** Task objective **
Output the lines of the entries below beginning at the one with "Spot the wristwatch;" and ending with the last, exactly as written and without pictures.

** Data supplied **

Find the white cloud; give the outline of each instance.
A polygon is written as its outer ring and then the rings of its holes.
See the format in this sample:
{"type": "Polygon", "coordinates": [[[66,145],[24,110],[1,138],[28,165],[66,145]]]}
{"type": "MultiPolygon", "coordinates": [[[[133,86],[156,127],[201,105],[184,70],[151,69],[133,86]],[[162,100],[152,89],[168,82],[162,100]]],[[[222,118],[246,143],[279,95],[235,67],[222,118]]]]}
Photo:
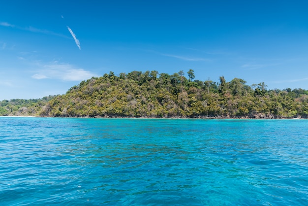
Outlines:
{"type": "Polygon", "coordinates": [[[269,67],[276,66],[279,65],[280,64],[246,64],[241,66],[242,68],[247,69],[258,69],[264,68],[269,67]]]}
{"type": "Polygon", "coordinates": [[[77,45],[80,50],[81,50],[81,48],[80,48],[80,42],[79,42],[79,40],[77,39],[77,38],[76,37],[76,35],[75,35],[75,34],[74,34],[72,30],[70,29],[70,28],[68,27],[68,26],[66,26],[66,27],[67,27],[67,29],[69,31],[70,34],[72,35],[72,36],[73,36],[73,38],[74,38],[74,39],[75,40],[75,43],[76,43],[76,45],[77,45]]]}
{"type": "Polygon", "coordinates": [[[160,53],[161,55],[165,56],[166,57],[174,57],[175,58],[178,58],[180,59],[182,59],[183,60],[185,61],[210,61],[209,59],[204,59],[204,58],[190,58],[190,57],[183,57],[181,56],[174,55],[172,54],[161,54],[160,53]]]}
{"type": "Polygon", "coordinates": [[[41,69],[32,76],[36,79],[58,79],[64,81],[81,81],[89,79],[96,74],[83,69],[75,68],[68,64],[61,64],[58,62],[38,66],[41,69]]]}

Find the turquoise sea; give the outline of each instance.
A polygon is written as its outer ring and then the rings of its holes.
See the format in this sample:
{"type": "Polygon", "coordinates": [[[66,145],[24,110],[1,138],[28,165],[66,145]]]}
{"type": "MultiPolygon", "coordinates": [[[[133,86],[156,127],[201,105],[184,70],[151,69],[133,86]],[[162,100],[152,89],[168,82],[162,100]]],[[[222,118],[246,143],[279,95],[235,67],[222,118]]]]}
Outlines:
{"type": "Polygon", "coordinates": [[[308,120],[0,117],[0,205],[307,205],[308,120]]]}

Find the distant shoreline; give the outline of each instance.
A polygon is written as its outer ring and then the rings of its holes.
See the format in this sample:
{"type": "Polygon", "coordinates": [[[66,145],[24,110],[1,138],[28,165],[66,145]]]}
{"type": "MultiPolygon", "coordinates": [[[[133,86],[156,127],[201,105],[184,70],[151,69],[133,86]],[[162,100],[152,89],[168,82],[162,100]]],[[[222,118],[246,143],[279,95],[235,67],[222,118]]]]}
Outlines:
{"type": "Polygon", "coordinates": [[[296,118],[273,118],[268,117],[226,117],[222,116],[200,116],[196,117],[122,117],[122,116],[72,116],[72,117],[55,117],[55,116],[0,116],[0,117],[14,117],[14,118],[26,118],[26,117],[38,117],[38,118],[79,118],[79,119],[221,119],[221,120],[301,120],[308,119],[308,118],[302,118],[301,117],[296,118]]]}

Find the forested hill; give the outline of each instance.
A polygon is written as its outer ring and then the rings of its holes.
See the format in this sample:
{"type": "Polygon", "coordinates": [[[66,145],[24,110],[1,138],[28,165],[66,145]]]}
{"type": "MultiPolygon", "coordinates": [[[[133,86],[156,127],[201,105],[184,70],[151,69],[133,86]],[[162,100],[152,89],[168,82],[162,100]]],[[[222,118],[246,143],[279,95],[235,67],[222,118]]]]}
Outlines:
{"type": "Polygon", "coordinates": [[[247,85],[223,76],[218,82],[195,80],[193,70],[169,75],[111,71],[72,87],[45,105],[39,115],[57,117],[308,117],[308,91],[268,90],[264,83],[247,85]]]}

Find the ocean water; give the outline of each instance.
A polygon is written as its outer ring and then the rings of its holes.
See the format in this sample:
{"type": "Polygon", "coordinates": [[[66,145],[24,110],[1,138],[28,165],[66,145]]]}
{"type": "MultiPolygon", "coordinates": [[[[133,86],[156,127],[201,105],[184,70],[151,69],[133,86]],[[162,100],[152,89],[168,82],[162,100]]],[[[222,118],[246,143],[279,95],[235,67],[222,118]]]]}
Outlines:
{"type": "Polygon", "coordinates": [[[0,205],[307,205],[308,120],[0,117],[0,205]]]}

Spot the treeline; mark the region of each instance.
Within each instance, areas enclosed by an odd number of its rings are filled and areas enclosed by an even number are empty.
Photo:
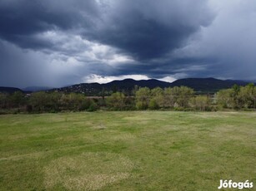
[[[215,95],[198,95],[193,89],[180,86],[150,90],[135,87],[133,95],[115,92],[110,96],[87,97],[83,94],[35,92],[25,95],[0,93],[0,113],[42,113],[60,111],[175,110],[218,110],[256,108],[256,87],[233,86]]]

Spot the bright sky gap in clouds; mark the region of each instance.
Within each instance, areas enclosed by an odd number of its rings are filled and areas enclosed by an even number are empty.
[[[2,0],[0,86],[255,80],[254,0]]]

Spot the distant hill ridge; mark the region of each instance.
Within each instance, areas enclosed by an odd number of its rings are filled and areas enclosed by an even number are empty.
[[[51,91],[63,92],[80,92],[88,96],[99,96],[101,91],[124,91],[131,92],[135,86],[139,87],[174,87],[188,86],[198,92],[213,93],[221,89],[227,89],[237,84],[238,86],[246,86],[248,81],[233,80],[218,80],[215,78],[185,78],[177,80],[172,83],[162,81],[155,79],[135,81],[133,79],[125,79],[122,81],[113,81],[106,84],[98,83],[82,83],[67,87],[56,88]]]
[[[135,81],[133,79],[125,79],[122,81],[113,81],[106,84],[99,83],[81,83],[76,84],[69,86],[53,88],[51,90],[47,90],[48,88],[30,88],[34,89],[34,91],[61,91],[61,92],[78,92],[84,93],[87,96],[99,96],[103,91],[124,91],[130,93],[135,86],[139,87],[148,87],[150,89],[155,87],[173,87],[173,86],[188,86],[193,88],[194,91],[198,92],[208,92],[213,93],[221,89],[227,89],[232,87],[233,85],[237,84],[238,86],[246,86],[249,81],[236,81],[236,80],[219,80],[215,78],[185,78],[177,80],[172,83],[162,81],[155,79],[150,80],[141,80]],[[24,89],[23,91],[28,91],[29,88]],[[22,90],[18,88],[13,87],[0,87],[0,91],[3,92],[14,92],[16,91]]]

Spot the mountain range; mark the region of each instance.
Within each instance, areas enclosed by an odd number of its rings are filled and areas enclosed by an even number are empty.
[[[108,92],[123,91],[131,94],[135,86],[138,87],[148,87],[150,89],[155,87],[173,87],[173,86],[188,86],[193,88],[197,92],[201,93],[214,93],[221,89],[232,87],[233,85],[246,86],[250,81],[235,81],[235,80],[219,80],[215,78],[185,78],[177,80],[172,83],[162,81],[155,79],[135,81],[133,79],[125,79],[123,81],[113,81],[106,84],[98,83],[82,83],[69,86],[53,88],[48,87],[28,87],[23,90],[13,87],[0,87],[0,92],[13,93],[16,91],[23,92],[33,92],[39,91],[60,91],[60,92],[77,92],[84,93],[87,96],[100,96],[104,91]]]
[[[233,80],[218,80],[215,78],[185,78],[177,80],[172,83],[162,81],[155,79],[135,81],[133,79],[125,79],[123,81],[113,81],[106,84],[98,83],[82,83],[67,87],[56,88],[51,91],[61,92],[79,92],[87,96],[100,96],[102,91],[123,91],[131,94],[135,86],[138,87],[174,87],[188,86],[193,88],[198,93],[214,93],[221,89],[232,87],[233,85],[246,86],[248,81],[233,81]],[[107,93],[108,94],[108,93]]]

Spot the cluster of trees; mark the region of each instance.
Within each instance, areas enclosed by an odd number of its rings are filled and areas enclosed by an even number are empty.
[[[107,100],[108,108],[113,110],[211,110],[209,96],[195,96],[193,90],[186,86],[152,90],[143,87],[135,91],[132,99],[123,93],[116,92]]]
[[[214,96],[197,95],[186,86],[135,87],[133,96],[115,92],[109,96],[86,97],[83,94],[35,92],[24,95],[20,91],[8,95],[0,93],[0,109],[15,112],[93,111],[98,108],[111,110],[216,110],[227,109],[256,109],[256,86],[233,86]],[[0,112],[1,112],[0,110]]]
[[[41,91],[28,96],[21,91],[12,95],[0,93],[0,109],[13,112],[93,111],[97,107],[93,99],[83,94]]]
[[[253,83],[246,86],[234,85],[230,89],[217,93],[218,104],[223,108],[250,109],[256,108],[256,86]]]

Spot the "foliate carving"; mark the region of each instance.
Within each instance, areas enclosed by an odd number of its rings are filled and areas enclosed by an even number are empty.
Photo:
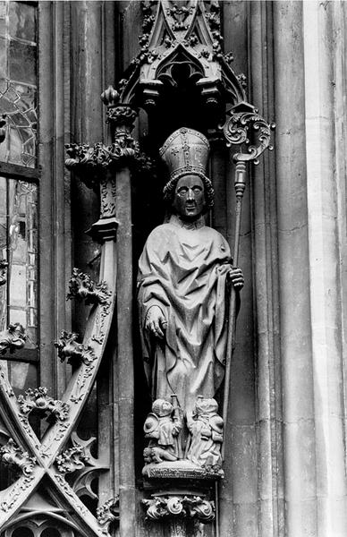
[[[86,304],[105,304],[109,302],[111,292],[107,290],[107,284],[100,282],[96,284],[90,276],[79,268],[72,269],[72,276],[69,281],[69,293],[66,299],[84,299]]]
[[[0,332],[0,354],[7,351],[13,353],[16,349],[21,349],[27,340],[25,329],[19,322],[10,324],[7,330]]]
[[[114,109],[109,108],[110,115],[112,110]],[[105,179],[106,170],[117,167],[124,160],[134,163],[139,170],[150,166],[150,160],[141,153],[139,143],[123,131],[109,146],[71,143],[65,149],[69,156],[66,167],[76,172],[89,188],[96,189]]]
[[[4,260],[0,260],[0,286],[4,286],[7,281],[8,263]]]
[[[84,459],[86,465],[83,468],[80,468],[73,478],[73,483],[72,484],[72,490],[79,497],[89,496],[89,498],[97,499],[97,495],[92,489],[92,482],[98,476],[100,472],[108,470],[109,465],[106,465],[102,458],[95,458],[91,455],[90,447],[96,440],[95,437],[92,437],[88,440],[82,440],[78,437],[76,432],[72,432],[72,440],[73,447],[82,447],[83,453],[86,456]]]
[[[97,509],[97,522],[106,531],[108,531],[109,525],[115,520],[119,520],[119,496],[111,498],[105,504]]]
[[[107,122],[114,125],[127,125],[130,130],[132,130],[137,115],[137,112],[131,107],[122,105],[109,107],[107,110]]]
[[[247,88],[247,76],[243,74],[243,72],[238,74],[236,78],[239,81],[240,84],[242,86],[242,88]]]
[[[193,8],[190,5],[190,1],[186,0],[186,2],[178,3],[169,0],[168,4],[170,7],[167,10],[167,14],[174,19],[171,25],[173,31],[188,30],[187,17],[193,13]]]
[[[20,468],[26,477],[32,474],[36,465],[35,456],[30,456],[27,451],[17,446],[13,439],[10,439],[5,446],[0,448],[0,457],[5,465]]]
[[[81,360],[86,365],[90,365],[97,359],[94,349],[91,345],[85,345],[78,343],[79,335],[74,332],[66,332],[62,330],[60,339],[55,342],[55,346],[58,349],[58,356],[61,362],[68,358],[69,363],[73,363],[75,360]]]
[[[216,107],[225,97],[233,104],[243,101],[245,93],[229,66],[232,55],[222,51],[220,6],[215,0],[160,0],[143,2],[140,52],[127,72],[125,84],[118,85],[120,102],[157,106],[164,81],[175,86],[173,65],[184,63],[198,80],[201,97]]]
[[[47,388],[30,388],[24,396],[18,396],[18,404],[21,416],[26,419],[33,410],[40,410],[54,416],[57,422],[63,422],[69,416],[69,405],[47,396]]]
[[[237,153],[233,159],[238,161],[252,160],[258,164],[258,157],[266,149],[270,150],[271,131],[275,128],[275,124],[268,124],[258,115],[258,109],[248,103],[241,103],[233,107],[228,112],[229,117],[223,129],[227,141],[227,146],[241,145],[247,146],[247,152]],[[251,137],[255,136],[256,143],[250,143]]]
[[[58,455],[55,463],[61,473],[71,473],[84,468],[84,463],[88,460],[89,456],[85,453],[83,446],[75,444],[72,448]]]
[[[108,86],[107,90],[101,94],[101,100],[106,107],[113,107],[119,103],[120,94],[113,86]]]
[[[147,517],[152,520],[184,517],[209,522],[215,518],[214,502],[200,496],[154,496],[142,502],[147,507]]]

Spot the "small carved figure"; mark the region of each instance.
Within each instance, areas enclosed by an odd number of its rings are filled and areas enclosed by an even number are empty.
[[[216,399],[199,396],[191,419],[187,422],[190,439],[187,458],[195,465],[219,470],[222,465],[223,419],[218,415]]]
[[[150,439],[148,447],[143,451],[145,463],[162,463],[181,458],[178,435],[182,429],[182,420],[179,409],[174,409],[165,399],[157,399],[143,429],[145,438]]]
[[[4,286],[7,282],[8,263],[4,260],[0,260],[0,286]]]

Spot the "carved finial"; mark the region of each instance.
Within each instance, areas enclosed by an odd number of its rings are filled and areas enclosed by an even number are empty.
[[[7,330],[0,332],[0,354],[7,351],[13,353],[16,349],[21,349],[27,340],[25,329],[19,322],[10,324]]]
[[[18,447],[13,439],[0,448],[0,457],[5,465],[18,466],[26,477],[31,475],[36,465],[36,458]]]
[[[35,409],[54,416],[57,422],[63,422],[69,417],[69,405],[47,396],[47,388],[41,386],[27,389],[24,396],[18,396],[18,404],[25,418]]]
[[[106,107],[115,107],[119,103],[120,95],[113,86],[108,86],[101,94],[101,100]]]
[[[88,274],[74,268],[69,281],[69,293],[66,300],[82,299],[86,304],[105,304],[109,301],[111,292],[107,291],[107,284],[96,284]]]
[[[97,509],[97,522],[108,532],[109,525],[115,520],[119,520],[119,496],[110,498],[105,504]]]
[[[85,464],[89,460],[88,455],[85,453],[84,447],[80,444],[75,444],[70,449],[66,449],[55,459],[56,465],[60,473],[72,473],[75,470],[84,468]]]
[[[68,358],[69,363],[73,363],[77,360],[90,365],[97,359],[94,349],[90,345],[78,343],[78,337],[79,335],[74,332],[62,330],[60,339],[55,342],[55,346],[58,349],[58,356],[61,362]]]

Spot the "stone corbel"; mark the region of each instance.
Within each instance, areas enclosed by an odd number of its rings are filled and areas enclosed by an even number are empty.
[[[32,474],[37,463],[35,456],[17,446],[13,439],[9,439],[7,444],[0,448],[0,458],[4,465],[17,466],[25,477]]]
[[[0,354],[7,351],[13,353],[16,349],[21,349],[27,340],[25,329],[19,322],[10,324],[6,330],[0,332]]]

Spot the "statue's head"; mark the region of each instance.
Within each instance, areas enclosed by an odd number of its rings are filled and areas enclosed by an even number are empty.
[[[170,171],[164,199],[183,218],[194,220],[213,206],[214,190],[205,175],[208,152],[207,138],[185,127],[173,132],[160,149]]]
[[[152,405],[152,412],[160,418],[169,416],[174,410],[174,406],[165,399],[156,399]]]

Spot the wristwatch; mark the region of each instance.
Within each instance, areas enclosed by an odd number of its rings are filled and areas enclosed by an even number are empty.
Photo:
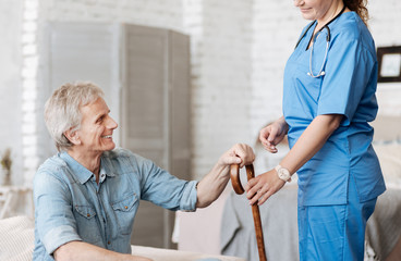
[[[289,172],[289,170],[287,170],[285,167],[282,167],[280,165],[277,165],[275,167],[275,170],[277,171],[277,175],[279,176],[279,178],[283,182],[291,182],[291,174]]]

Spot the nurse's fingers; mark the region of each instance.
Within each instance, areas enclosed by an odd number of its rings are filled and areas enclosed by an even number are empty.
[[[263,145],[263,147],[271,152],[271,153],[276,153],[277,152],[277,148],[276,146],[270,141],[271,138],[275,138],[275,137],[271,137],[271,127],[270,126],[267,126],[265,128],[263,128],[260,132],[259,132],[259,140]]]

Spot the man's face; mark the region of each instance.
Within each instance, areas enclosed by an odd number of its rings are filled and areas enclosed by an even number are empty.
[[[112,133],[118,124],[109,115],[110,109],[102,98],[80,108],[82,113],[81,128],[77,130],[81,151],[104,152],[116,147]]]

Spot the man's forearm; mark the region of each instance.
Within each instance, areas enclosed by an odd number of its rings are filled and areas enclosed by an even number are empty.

** Result of the task **
Spot the wristwatch; mark the region of each instance.
Within each instance, areas enclosed by an odd number of its rings are filled and areas enclosed by an even number are empty.
Photo:
[[[289,172],[289,170],[287,170],[285,167],[282,167],[280,165],[277,165],[275,167],[275,170],[277,171],[277,175],[279,176],[279,178],[283,182],[291,182],[291,174]]]

Spot the nurse's fingers; mark the region of each instance.
Within each instance, areas enclosed by an odd number of its rings are filled and areas enclosed by an even number are empty.
[[[263,145],[263,147],[271,152],[271,153],[276,153],[277,152],[277,148],[276,146],[270,141],[271,138],[275,138],[275,137],[271,137],[271,127],[270,126],[267,126],[265,128],[263,128],[260,132],[259,132],[259,140]]]

Spot the man's face; mark the region of each instance.
Within each instance, areas enclosed by an odd number of its rings are filled and areas enclosed by an even number are empty.
[[[112,133],[118,124],[109,115],[110,109],[102,98],[80,108],[82,113],[81,128],[77,130],[81,151],[104,152],[116,147]]]

Spot the man's forearm; mark the region of each instance.
Within each instance, areas enclosed by an odd number of its rings are filled and areas enclosed by an even number are empty.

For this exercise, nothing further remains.